To do ▸
1 - From the passage on IVF advances below, list every application given under the heading "Artificial Intelligence (AI) in IVF".
2 - Reproduce the portion of the passage on IVF advances below between "- Automated Embryo" and "reduce human error.", inclusive, without any change.

Provided text ▸
----------------------------------------
Since the birth of the worlds first IVF baby in 1978, assisted reproductive technologies have advanced dramatically. The following are now well-established clinical standards:   Conventional IVF，Intracytoplasmic Sperm Injection (ICSI) ，Preimplantation Genetic Testing (PGT), Oocyte and Embryo Cryopreservation.  
While these innovations address many challenges, three emerging frontiers hold transformative potential for future IVF practices and live birth outcomes:  
1. Artificial Intelligence (AI) in IVF: Enhancing Diagnostic and Therapeutic Efficacy 
-Optimized Ovarian Stimulation: Machine learning algorithms tailor protocols using pharmacogenomic and follicular growth data.  
- Automated Embryo Selection: AI-powered time-lapse imaging systems achieve better accuracy in predicting viable blastocysts.  
- Live Birth Prediction Models: Multivariable algorithms improve cumulative live birth rate predictions.  
- Smart Laboratory Systems: Automated incubator monitoring and robotic ICSI reduce human error.  
2. Breakthroughs in PGT: Precision and Scope  
- Non-invasive PGT (niPGT): Blastocyst fluid/spent medium analysis matches traditional biopsy accuracy while eliminating embryo manipulation risks.  
- Single-cell Multi-omics: Integrates genomic, transcriptomic, and mitochondrial profiling to detect mosaicism (<5%) and polygenic risks.  
- Polygenic Disease Screening: Embryonic polygenic risk scores (ePRS) now cover more and more conditions, including cardiovascular and metabolic disorders.
----------------------------------------
Saved entries:

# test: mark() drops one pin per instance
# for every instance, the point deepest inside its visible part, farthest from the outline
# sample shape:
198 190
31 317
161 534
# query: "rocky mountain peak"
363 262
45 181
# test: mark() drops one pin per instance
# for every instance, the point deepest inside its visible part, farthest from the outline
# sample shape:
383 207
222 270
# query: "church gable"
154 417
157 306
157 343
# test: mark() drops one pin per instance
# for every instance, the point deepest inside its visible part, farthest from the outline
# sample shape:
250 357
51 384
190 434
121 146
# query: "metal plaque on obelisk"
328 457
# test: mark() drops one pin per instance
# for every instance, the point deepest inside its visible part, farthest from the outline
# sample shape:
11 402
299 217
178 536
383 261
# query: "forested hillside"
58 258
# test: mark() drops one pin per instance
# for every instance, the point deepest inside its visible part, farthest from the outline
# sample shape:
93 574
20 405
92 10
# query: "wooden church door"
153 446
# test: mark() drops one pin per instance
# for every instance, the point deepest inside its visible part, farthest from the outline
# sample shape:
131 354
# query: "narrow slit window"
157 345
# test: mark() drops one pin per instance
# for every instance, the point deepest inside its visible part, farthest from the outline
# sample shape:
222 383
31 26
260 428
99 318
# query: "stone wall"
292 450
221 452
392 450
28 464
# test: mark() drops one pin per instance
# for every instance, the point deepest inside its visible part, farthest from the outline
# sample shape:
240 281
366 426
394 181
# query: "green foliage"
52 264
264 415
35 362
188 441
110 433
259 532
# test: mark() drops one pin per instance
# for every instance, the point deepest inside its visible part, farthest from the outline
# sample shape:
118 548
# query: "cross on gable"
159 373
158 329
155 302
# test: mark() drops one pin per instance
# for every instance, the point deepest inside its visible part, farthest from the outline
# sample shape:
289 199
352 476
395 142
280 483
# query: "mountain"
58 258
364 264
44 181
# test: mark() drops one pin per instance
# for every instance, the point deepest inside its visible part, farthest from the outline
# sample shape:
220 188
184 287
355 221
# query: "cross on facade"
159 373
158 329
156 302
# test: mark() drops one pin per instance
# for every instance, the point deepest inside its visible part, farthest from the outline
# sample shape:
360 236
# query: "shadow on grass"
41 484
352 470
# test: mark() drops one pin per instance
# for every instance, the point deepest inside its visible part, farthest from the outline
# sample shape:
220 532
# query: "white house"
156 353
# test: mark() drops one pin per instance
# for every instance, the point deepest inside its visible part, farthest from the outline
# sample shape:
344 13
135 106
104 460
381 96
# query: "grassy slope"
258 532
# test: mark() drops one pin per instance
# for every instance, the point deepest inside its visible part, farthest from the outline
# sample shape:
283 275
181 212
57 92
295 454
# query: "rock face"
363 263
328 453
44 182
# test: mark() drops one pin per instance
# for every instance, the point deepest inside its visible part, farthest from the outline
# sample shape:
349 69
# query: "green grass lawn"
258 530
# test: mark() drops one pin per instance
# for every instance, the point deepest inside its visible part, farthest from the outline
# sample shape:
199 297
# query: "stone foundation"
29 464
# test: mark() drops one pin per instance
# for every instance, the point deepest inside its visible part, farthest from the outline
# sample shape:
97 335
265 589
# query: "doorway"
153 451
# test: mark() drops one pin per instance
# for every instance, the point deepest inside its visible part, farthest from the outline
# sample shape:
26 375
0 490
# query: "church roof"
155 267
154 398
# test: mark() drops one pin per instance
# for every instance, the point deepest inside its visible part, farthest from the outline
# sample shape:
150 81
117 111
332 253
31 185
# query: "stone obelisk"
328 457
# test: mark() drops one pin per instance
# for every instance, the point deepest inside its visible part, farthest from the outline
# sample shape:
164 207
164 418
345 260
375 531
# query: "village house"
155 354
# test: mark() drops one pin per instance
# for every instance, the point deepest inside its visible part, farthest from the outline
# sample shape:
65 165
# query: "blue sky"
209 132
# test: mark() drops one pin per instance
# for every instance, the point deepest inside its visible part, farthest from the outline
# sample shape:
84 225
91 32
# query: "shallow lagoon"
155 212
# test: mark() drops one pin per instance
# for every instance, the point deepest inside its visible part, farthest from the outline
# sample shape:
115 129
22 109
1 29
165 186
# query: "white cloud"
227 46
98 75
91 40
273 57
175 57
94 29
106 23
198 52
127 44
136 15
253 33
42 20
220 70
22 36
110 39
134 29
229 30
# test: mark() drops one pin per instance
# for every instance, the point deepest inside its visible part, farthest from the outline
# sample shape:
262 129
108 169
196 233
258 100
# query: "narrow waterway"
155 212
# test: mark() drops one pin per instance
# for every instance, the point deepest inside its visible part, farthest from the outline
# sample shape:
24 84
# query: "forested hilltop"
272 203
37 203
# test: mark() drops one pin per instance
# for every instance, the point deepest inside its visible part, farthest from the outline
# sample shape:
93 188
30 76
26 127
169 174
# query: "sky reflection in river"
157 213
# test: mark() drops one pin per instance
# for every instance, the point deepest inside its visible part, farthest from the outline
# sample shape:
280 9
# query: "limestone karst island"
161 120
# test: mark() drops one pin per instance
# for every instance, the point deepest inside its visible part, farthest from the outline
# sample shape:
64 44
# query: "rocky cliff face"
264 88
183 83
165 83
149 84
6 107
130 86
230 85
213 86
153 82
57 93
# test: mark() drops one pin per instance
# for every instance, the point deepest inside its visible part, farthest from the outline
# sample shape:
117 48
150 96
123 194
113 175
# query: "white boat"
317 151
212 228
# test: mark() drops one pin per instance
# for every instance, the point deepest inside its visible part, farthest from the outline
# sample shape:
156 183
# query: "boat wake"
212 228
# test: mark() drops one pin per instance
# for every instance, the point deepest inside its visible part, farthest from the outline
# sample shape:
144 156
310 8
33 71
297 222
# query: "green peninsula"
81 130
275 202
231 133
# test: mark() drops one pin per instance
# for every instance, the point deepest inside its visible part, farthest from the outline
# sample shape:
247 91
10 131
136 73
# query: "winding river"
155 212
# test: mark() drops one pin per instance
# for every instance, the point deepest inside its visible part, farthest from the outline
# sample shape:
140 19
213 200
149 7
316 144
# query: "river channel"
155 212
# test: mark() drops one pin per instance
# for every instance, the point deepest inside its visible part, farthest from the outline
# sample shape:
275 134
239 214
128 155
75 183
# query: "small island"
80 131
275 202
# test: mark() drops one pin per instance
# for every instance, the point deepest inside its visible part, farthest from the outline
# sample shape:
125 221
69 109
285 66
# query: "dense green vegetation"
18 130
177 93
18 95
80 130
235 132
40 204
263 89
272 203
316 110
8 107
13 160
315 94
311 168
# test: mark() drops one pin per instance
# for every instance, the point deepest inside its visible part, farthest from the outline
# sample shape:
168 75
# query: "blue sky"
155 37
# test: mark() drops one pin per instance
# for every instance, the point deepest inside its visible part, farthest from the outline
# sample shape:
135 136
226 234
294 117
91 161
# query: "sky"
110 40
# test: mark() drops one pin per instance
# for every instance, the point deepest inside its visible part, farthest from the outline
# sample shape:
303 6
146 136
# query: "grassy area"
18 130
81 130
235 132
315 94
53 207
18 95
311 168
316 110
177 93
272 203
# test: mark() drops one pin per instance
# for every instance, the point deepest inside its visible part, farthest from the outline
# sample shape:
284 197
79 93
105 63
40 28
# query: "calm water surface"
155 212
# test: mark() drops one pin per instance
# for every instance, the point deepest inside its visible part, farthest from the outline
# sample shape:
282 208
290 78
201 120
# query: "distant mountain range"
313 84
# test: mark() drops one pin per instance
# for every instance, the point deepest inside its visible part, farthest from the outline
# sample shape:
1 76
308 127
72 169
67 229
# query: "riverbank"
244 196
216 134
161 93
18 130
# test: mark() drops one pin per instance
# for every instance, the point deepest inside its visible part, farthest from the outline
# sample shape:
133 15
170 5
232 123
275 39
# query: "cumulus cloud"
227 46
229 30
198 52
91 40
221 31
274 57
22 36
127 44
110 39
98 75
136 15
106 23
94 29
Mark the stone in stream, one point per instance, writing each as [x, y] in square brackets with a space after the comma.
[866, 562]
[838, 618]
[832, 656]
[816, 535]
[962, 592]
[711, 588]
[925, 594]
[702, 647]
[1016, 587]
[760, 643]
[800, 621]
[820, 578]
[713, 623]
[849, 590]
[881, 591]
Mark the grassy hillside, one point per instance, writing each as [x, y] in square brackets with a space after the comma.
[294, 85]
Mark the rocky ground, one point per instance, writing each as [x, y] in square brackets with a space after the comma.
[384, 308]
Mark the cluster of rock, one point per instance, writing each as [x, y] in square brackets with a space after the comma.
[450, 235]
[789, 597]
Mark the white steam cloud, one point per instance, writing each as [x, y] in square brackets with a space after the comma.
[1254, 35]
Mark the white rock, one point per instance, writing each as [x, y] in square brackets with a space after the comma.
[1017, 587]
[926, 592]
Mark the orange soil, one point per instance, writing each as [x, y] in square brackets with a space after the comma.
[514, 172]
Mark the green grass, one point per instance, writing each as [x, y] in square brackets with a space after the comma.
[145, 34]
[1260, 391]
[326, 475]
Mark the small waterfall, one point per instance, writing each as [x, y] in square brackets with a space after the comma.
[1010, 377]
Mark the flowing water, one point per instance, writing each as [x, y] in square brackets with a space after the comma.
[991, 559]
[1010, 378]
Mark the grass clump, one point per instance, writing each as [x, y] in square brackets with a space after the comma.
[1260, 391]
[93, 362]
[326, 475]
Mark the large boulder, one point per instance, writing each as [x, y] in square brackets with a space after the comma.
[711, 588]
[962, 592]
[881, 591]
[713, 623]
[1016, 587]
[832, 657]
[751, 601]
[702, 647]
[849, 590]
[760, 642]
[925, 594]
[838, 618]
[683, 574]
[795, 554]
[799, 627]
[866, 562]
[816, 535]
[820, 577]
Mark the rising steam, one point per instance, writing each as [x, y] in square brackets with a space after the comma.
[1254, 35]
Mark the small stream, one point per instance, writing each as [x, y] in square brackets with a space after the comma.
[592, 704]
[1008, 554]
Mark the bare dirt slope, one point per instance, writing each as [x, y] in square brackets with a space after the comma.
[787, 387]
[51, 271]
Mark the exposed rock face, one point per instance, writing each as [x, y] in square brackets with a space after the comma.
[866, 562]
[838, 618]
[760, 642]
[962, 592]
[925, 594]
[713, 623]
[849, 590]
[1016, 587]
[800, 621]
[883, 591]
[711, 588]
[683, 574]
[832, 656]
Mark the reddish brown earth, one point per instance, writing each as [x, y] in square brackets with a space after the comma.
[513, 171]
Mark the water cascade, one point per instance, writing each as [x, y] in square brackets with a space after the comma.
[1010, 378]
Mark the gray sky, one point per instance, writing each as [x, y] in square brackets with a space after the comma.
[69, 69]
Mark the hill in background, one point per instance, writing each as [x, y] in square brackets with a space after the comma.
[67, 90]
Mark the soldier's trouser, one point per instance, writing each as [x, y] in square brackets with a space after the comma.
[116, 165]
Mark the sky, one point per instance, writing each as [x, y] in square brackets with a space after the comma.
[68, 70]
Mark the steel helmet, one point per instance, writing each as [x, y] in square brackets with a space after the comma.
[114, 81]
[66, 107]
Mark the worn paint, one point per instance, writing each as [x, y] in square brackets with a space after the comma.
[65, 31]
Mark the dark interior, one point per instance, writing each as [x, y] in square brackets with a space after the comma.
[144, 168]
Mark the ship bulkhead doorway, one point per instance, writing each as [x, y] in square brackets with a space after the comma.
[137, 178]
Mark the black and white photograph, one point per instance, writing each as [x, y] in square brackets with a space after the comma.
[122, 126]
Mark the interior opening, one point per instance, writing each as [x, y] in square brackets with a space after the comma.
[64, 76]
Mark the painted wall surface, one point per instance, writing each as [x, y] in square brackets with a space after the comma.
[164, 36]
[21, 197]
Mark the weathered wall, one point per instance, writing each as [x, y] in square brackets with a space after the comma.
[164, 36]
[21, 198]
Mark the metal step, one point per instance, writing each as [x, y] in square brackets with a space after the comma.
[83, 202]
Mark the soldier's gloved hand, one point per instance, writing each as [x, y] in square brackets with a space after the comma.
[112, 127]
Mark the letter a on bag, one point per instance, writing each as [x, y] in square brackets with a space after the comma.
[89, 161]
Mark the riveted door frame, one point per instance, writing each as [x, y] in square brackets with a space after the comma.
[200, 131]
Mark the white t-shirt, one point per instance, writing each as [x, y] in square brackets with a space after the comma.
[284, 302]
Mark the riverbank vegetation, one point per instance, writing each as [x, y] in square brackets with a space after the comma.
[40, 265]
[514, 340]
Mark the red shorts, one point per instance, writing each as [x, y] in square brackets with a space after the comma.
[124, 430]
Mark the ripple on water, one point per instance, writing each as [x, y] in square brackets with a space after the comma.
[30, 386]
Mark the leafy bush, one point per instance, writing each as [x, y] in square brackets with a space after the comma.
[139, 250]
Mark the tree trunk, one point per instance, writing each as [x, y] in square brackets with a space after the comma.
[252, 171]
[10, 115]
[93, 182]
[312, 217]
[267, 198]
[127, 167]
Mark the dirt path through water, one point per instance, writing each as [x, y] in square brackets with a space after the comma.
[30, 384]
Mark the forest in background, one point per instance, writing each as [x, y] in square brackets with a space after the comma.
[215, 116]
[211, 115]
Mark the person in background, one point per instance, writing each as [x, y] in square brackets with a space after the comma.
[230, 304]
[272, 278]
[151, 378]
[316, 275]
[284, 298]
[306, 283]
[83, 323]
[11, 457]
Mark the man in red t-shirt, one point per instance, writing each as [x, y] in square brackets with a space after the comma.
----------------------------------------
Written responses ▸
1 -
- Optimized Ovarian Stimulation
- Automated Embryo Selection
- Live Birth Prediction Models
- Smart Laboratory Systems

2 -
- Automated Embryo Selection: AI-powered time-lapse imaging systems achieve better accuracy in predicting viable blastocysts.  
- Live Birth Prediction Models: Multivariable algorithms improve cumulative live birth rate predictions.  
- Smart Laboratory Systems: Automated incubator monitoring and robotic ICSI reduce human error.